— start of Supplied data —

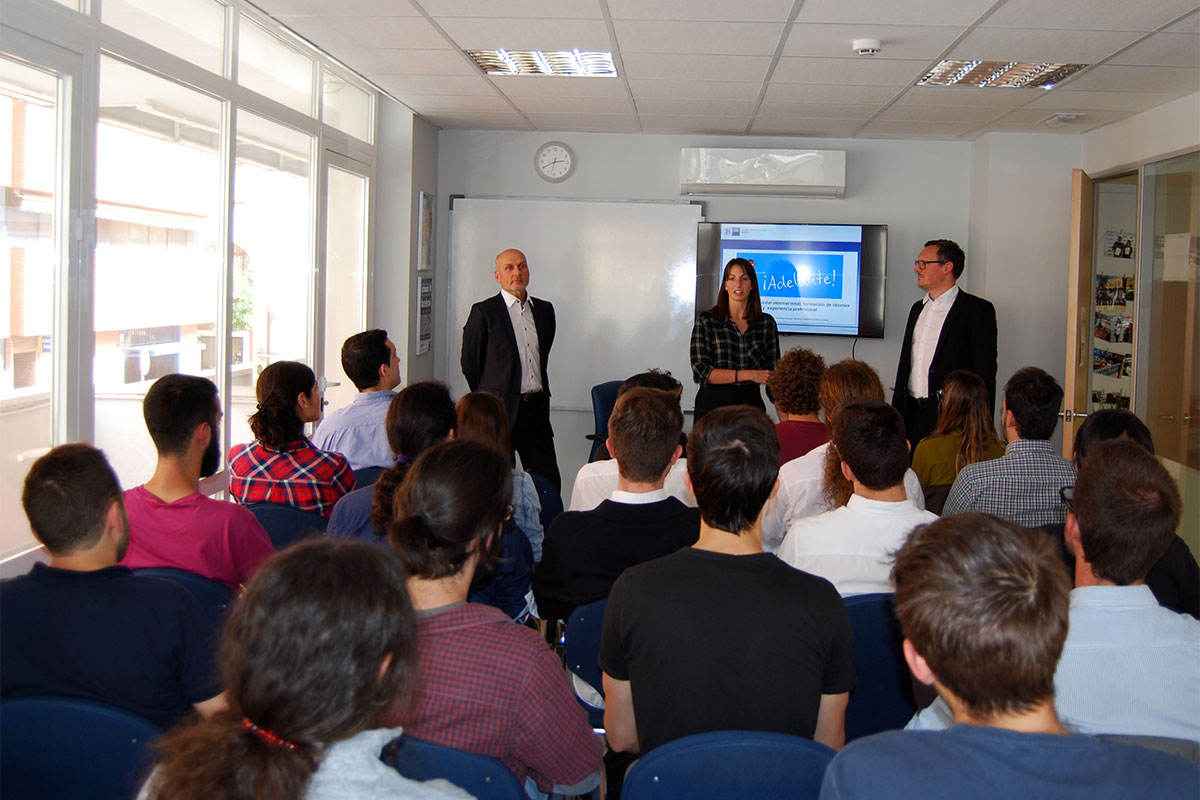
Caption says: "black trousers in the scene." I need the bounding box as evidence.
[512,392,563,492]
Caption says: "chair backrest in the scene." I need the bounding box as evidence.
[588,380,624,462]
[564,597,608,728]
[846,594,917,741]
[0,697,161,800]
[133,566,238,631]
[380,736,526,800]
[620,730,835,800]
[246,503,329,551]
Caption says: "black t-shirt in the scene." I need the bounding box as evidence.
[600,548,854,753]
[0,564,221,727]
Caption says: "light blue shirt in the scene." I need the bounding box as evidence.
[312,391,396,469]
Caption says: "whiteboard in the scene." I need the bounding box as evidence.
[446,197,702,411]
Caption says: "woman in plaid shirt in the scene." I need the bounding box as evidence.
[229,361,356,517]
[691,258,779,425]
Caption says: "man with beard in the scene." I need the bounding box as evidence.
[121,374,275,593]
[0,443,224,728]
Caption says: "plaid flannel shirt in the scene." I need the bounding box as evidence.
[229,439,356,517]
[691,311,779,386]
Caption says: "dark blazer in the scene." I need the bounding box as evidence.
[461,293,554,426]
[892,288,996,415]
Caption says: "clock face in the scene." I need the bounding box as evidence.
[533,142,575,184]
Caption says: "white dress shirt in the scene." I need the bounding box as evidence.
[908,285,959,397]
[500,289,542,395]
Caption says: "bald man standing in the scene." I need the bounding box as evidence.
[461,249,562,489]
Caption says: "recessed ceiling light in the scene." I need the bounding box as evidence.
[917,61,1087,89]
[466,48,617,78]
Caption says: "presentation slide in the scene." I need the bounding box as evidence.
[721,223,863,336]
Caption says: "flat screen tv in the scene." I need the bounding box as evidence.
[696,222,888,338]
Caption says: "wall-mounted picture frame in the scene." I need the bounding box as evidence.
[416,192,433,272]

— end of Supplied data —

Change "in the scene" to "in the image" in the lines between the one holding "backrest in the" and the one holding "[0,564,221,727]", inclusive, and give those lines again with nothing else altered.

_Final result_:
Caption says: "chair backrest in the image." I need the bounding box as evidence.
[588,380,624,462]
[564,597,608,728]
[846,594,917,741]
[0,697,161,800]
[133,566,238,631]
[380,736,526,800]
[620,730,835,800]
[246,503,329,551]
Caption says: "black t-shirt in the image." I need the bounding box as evidence.
[600,548,854,753]
[0,564,221,727]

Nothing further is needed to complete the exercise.